::: SUPPLIED DATA

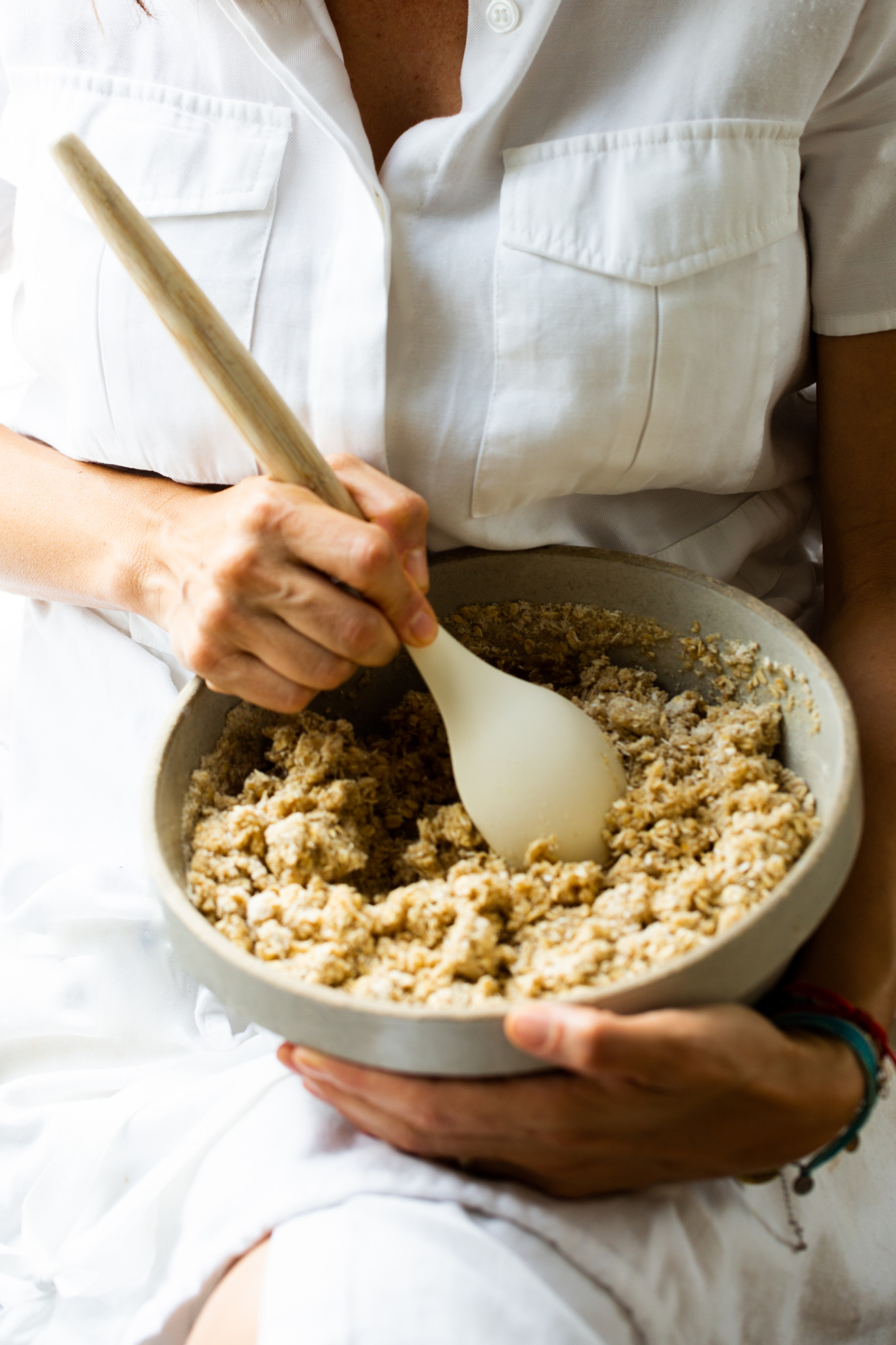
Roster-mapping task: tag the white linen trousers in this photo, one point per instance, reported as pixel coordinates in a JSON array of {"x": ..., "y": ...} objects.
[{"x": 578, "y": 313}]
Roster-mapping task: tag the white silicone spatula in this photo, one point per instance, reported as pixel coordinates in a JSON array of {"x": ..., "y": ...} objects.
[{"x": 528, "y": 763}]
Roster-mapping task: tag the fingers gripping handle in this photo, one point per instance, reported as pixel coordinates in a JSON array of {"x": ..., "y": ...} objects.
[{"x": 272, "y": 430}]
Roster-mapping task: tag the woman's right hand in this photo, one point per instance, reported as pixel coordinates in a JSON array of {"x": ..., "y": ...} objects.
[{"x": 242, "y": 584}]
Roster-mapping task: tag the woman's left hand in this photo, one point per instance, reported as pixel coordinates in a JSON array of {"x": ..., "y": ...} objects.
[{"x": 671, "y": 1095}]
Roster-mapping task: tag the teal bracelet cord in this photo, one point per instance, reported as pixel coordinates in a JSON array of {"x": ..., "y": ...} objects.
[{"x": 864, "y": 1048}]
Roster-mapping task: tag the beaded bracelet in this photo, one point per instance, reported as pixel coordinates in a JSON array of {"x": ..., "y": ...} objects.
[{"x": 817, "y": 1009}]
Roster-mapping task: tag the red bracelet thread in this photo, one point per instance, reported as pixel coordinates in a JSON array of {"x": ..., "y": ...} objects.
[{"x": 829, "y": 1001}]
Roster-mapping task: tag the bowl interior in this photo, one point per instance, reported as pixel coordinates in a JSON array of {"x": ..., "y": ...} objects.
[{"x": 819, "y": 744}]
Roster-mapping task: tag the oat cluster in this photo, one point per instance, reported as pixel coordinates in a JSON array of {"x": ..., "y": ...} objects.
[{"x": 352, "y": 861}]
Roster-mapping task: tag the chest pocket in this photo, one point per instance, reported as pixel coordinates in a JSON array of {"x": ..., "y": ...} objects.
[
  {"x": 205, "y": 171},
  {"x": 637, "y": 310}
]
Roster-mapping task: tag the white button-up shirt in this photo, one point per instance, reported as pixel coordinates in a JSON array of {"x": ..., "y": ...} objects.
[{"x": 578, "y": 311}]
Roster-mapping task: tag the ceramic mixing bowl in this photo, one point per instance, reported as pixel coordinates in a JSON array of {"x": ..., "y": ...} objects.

::::::

ABOUT THIS EXERCISE: Set down the lines of the records above exactly, apart from the pictures.

THE ANSWER:
Roster-mapping task: tag the white linen trousers in this photo, one point per instance, reported as pixel coordinates in a JSON array of {"x": ..., "y": ...} objects.
[{"x": 578, "y": 313}]
Roster-mapping task: tag the white silicone spatula in this photo, one point per instance, reported as pixel coordinates in a JSON array of {"x": ..., "y": ...} objects.
[{"x": 528, "y": 763}]
Roster-mapping task: tag the fingers gripping handle in this photo, one point per instance, reported as pixel coordinates in a JSON array of {"x": ..., "y": ...} objects.
[{"x": 272, "y": 430}]
Roster-mapping task: tag the woman's right hand in this photo, one point per instance, reported as pixel coordinates in a JSON array of {"x": ..., "y": ...} objects.
[{"x": 242, "y": 584}]
Roster-mapping task: tag the woman's left hand in this photo, one point per instance, reported as pixel coordinates in a JSON array of {"x": ..., "y": ...} objects.
[{"x": 671, "y": 1095}]
Roster-mapping task: tag the teal bracelet cord in this photo, one point per instance, reported as pixel coordinates in a JSON array of {"x": ..., "y": ...} objects.
[{"x": 864, "y": 1048}]
Roster-mapping task: tag the beaded bracelet in this photo, one point per instance, reported as pixel coordinates in a JSON array of {"x": ..., "y": ...} objects.
[{"x": 817, "y": 1009}]
Roster-mapping task: tag the red bracelet thread in this photo, one point per instance, reported as pixel coordinates in a JSON array of {"x": ..., "y": ...} objects.
[{"x": 829, "y": 1001}]
Roster-mapping task: tag the bowl interior in this photo, one point per instance, reported as pixel coordinates in a JSON array of {"x": ..., "y": ...} objects.
[{"x": 819, "y": 744}]
Roster-mapping task: tag the oat cluster in this photo, one point per instance, reported as pixel coordinates in a JSON array of {"x": ..., "y": ...} objects.
[{"x": 352, "y": 861}]
Roster-mapping task: tag the chest pocket in this photo, one point per instance, reported as pixel coordinates in a JSON array of {"x": ..., "y": ...} objects.
[
  {"x": 205, "y": 171},
  {"x": 637, "y": 310}
]
Roster-mapping task: tag the white button-up shirt in this photo, one point per instance, reported as pixel coordinates in a JSON array of {"x": ..., "y": ...} objects.
[{"x": 578, "y": 311}]
Roster-mapping task: tag the ceramic mixing bowl in this photo, one point per instance, reported as pixel coordinates in a JSON array of {"x": ..., "y": ...} objects.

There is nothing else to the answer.